Your goal |
Render the stretch from the line containing "Where can you spot the crouching" through the line containing "column 702, row 380" as a two-column CSV with headers instruction and response. Give one row per item, with its text in the instruction field and its answer in the response field, each field quoted and its line breaks replaced by spaces.

Dataset excerpt |
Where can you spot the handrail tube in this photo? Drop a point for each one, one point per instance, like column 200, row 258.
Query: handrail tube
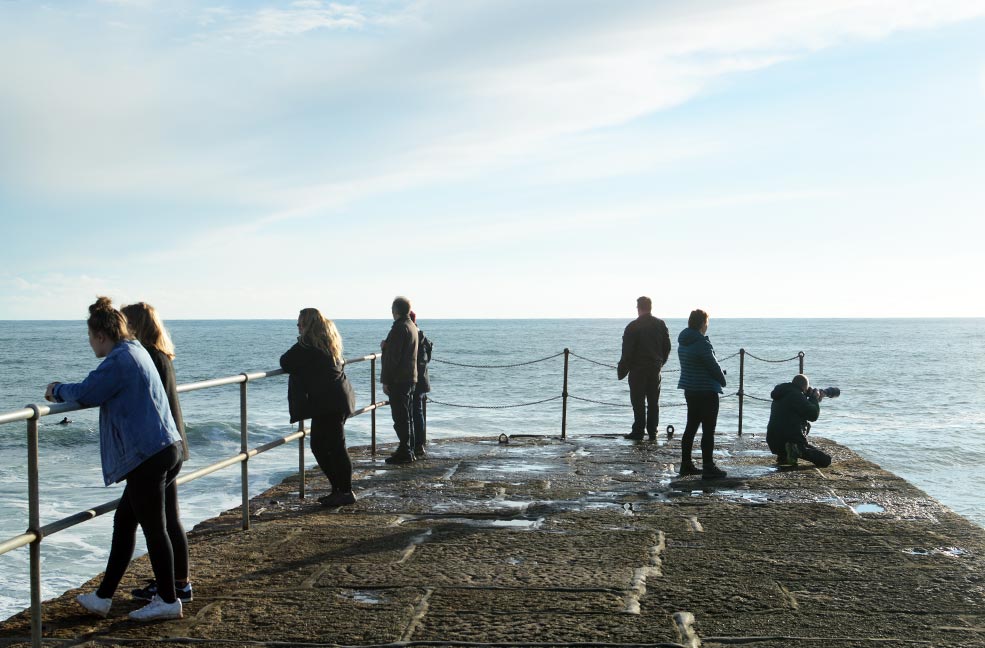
column 78, row 518
column 17, row 542
column 33, row 413
column 366, row 358
column 18, row 415
column 370, row 408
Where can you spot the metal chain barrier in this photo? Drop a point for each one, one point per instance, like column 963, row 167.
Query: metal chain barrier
column 516, row 364
column 765, row 400
column 601, row 364
column 796, row 357
column 597, row 402
column 546, row 400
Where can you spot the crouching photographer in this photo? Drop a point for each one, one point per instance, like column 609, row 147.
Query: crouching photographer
column 795, row 405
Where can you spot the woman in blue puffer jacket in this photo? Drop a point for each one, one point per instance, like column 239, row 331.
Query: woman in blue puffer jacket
column 138, row 442
column 702, row 380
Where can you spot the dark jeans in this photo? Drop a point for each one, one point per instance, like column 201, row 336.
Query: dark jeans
column 401, row 404
column 420, row 423
column 644, row 391
column 702, row 409
column 328, row 446
column 150, row 499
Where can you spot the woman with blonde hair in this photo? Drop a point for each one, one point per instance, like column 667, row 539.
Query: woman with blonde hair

Output of the exercise |
instruction,response
"Where can you spot the crouching photographer in this photo? Drop a point for each one, one point per instance, like column 609, row 147. Query: crouching photographer","column 795, row 405"
"Where can you spot the woman in blue puffer jacket in this photo? Drop a point for each one, one point per instance, like column 239, row 331. Query: woman in blue puffer jacket","column 138, row 442 column 702, row 380"